- **Task goal**:
Each line below is to be written out in full, exactly as shown.

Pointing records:
--
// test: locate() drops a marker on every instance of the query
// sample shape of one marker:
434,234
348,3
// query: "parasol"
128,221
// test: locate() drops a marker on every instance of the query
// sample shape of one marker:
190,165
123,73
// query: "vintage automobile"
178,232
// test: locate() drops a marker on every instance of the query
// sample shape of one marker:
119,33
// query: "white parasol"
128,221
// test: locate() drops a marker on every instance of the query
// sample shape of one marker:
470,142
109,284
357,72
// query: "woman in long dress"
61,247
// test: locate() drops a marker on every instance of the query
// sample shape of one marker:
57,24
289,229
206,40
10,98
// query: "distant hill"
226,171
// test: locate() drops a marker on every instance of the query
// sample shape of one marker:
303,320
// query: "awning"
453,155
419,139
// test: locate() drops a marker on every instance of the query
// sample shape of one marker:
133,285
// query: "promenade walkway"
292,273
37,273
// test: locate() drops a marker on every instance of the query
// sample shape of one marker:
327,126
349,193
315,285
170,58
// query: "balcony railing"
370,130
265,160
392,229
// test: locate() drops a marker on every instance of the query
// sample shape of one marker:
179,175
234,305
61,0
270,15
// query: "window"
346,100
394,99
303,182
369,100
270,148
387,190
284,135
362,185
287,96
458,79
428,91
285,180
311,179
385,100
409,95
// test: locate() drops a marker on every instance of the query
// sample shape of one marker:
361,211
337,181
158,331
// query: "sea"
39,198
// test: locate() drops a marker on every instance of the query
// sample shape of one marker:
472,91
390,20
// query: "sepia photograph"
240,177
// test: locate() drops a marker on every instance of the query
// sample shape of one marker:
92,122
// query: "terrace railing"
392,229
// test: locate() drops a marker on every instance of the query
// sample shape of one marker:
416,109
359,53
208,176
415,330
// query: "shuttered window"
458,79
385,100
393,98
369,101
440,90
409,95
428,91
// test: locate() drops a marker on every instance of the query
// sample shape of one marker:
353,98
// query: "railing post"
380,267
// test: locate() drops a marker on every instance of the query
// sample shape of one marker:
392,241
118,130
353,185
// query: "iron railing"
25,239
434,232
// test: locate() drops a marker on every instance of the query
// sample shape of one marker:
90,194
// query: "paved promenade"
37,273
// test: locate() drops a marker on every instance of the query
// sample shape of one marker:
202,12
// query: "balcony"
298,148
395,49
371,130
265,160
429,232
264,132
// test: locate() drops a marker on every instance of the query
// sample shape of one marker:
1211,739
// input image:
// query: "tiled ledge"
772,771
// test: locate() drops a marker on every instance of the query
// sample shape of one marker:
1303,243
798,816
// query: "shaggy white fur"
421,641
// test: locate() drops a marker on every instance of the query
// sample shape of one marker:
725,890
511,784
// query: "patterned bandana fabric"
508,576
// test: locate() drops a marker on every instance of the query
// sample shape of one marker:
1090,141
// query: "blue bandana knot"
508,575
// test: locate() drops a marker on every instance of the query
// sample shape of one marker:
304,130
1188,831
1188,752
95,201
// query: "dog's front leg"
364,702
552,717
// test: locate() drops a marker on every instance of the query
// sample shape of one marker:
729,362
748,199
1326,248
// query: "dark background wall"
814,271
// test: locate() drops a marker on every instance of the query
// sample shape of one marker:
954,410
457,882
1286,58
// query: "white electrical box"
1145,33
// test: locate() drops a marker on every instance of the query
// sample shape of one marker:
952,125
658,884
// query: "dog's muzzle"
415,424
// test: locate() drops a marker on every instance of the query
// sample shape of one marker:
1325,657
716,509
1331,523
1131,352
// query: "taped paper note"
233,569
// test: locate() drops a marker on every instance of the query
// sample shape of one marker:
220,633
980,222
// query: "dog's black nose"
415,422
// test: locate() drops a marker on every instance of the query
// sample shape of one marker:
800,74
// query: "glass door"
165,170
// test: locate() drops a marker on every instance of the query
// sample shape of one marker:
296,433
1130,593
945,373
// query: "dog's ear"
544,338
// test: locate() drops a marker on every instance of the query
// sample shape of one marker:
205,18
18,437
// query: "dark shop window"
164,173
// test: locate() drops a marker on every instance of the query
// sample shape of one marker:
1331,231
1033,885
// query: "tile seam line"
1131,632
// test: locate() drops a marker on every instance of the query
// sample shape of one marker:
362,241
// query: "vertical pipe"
--
- **Written response**:
// test: locate() drops a marker on every instance of the query
// sample shape of one marker:
434,234
348,3
// query: "parasol"
128,221
// test: locate() drops a marker on every instance of the query
// sample shape of one marker:
190,165
123,73
// query: "vintage automobile"
178,232
// test: locate() drops a marker on every instance of the query
// sample shape of one marker:
119,33
// query: "white parasol"
128,221
// test: locate() drops a marker on every instance of the query
// sample shape of one marker:
470,142
109,284
357,72
// query: "woman in long dress"
61,247
// test: locate() drops a marker on every instance of the query
// sample shape of one marker:
57,24
289,229
206,40
10,98
// query: "distant hill"
226,171
// test: locate() drops a marker on every instance of the query
// sample shape of one marker:
303,320
// query: "awning"
453,155
419,139
// test: locate() drops a marker on every instance of the query
// sample shape of one marker:
133,285
// query: "promenade walkway"
292,273
37,273
// test: locate() drops a marker on every instance of the query
// sample shape of one marker:
327,126
349,193
315,285
170,58
// query: "balcony railing"
370,130
265,160
392,229
// test: locate() drops a marker on every instance of the query
// sample shape of one marker:
179,175
234,305
61,0
270,15
// query: "window"
346,100
394,99
303,182
369,100
270,148
387,190
284,135
362,185
287,96
458,79
428,91
285,180
311,179
385,100
409,95
// test: locate() drops a marker on every instance of the query
// sample shape of one marker:
361,211
337,181
158,331
// query: "sea"
39,198
// test: locate() drops a marker on every instance of the query
// sample shape of one marker:
472,91
390,20
// query: "sepia photograph"
240,177
// test: locate() drops a marker on every instance of the query
// sample shape of one marker:
92,122
// query: "terrace railing"
392,229
// test: locate() drops a marker on every instance of the query
// sample shape of one marker:
416,109
359,53
208,176
415,330
// query: "shuttered window"
458,79
385,100
393,98
369,101
440,90
409,95
428,91
// test: locate() drops a marker on every instance of the query
// sample shape of one marker:
353,98
// query: "railing post"
380,267
// test: locate() drops a marker on every instance of the query
// sample shape of one marker:
392,241
118,130
353,185
// query: "iron railing"
25,239
434,232
// test: locate() drops a marker on every instance of the query
// sample shape of one marker:
90,194
// query: "paved promenade"
37,273
// test: locate() drops a marker on every instance of the query
// sample shape of one marker:
202,12
// query: "balcony"
298,148
395,49
371,130
265,160
429,232
264,132
// test: locate() drops a marker on every instance of the query
// sample shape of one marker:
1211,739
// input image:
// query: "tiled ledge"
772,771
// test: locate() drops a marker on every instance of the query
// sample shape of one marker:
1303,243
798,816
// query: "shaggy white fur"
421,641
// test: locate() drops a marker on every instance of the query
// sample shape of one marker:
725,890
511,784
// query: "patterned bandana fabric"
508,576
// test: locate() drops a marker on every instance of the query
// sample shape of one marker:
1090,141
// query: "blue bandana knot"
508,575
// test: locate() drops a marker on every instance of the query
// sample shape of one marker:
304,130
1188,831
1188,752
95,201
// query: "dog's front leg"
364,702
552,717
// test: locate() drops a marker on every instance of the query
// sample shape of one marker:
729,362
748,199
1326,248
// query: "dark background wall"
814,271
// test: locate() drops a marker on every instance of the query
// sample shape of one marker:
954,410
457,882
1286,58
// query: "white electrical box"
1145,33
// test: locate() drops a marker on every instance of the query
// sample shape of one marker:
952,125
658,884
// query: "dog's muzzle"
415,424
// test: locate() drops a marker on every instance of the query
// sample shape of one marker:
1325,657
716,509
1331,523
1131,352
// query: "taped paper note"
233,569
// test: locate() drops a marker on every instance of the query
// sample shape of one marker:
220,633
980,222
// query: "dog's black nose"
415,422
// test: locate() drops a marker on every instance of the query
// sample shape of one marker:
800,74
// query: "glass door"
165,170
// test: locate() drops a marker on every instance of the query
// sample shape of one marker:
296,433
1130,593
945,373
// query: "dog's ear"
544,338
// test: locate() drops a marker on every instance of the query
// sample shape of one marker:
205,18
18,437
// query: "dark shop window"
164,173
// test: locate() drops a marker on every instance of the query
// sample shape of one marker:
1331,231
1033,885
// query: "tile seam line"
1131,632
// test: locate() drops a marker on every instance of the query
// sample shape of one marker:
362,241
// query: "vertical pipe"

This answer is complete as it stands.